Saved data entries

------------------------------------------------

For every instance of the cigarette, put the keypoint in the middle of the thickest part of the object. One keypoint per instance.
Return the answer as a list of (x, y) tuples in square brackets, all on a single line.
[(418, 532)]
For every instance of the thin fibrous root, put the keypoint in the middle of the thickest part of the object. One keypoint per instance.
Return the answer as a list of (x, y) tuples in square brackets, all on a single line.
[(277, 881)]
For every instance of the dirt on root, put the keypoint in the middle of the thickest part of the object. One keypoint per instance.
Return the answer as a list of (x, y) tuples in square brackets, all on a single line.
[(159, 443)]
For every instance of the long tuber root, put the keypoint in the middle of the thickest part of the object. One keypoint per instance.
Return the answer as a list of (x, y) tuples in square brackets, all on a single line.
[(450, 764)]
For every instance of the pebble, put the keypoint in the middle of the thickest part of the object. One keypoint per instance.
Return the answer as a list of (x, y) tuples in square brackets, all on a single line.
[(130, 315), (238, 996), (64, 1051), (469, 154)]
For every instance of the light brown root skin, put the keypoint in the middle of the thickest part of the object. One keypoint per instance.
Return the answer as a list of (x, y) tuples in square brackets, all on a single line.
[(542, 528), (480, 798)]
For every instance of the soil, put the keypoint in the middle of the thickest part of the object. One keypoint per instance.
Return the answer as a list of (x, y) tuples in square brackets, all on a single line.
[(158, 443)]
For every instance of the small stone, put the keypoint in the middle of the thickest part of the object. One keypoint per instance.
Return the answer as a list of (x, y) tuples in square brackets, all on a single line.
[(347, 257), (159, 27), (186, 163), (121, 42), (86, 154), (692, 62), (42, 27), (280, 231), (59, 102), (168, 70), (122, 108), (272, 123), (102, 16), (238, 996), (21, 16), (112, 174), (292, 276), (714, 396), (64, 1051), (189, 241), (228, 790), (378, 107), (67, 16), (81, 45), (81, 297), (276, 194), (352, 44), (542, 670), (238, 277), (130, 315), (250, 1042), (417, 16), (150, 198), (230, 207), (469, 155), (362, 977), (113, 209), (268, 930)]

------------------------------------------------

_Task directions_.
Render the stretch of the data from the line containing "For every instance of the long" through the line containing "[(130, 315), (238, 996), (64, 1051), (469, 154)]" as a JSON list of strings. Use one string per line and omit blank lines.

_Complete response_.
[
  "For every instance of the long tuber root, put the keypoint in the middle of the thickest part of the object. One keypoint per instance.",
  "Return the answer as a list of (x, y) tuples in square brackets, all on a single line.",
  "[(450, 764)]",
  "For every instance of the pebble, put the keypoint in the middle of the thickest part of the object. One keypoint per instance.",
  "Return the answer as a list of (x, y) tuples in square brackets, all on a single line.",
  "[(130, 315), (238, 996), (64, 1051), (469, 154)]"
]